◆ **WORK TO BE COMPLETED**
Copy out the data below word for word, leaving nothing out and changing nothing.

— begin PROVIDED ENTRIES —

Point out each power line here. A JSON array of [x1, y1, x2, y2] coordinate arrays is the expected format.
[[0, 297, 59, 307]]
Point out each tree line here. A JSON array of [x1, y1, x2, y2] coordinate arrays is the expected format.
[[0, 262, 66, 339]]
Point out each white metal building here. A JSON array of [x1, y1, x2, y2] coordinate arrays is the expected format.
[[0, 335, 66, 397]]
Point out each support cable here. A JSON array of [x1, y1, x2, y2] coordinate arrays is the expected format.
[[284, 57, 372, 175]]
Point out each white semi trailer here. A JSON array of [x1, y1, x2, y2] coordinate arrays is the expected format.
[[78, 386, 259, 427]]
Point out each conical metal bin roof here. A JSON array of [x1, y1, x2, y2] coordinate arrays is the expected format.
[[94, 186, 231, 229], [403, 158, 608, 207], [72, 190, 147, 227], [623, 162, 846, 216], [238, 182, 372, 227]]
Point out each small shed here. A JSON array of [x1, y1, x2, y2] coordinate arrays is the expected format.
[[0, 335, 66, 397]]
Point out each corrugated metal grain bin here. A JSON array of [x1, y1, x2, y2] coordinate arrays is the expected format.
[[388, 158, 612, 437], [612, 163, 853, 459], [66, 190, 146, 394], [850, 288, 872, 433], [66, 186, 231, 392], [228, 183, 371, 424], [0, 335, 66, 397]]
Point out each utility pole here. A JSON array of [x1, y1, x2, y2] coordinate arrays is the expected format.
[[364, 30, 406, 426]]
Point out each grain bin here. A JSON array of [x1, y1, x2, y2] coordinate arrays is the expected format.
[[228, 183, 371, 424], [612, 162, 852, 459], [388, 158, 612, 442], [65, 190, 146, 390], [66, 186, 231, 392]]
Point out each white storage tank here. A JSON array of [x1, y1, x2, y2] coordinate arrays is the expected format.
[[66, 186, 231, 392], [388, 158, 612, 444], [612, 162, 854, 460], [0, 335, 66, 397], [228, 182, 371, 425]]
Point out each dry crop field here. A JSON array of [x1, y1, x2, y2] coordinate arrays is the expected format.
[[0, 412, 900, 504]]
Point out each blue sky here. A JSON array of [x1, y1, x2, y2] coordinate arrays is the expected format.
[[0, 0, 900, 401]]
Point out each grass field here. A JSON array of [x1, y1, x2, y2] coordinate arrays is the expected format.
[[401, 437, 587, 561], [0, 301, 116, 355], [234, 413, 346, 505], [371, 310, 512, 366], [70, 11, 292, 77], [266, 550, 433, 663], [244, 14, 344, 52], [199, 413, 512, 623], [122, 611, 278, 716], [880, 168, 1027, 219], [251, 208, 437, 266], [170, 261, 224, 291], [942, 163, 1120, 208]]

— end PROVIDED ENTRIES —

◆ **OUTPUT OF THE TASK**
Point out each power line here. A JSON array of [x1, y1, x2, y2] coordinate arrays is the expected format.
[[0, 297, 59, 307]]
Point out each tree line here. A JSON array of [x1, y1, x2, y2] coordinate arrays is the expected format.
[[0, 262, 66, 339]]
Point out each white metal building here. A JSON array of [x1, y1, x2, y2] coordinate arrays is the expected format.
[[0, 335, 66, 397]]
Point out each support cable here. A JSON array of [x1, y1, x2, y2] coordinate arrays is the expected format.
[[284, 57, 372, 175]]
Point out each white semi trailer here. A JSON array of [x1, y1, x2, y2] coordinate arrays is the expected format.
[[78, 386, 259, 427]]
Point out each conical metal bin roof here. A JSON array of [x1, y1, x2, y2] coordinate arrays is the expected format.
[[94, 186, 231, 229], [403, 158, 608, 207], [72, 190, 147, 227], [623, 162, 846, 216], [238, 182, 372, 227]]
Point out each small shed here. A JSON array of [x1, y1, x2, y2] coordinate arrays is the expected format.
[[0, 335, 66, 397]]
Point out each corrugated metal grain bin here. A JSON array of [x1, y1, x2, y2] coordinate arrays is the expected format.
[[388, 158, 612, 437], [612, 163, 853, 459], [66, 190, 146, 394], [850, 288, 872, 433], [66, 186, 231, 392], [228, 183, 371, 424], [0, 335, 66, 397]]
Point out each utility pole here. A JSON array of [x1, y1, x2, y2] coordinate arrays is the expected format.
[[364, 30, 406, 426]]
Point out each grain bin here. A JSON array of [x1, y1, x2, y2] coordinate arrays is the expected format.
[[228, 183, 371, 424], [612, 162, 852, 459], [388, 158, 612, 442], [65, 190, 146, 390], [66, 186, 231, 392]]
Point out each white storage tank here. A JSON array of [x1, y1, x2, y2] coordinate arrays is the expected format.
[[66, 186, 231, 392], [388, 158, 612, 444], [612, 162, 854, 460], [0, 335, 66, 397], [228, 182, 371, 425]]
Point out each dry crop field here. A JSON array of [x1, y1, x2, y2] coordinate arrays is the expected format.
[[0, 412, 900, 504]]
Point out each blue sky here. A JSON array of [x1, y1, x2, y2] coordinate arrays is the expected format.
[[0, 0, 900, 401]]
Point out each grass field here. A JSON array of [x1, y1, x2, y2] coordinate arrays is the expected format.
[[401, 437, 587, 561], [0, 301, 116, 355], [234, 413, 346, 505], [371, 310, 512, 366], [70, 11, 292, 77], [266, 550, 433, 663], [244, 14, 344, 52], [199, 413, 512, 623], [122, 611, 278, 716], [880, 168, 1027, 219], [251, 208, 437, 266], [170, 261, 224, 291], [942, 163, 1120, 208]]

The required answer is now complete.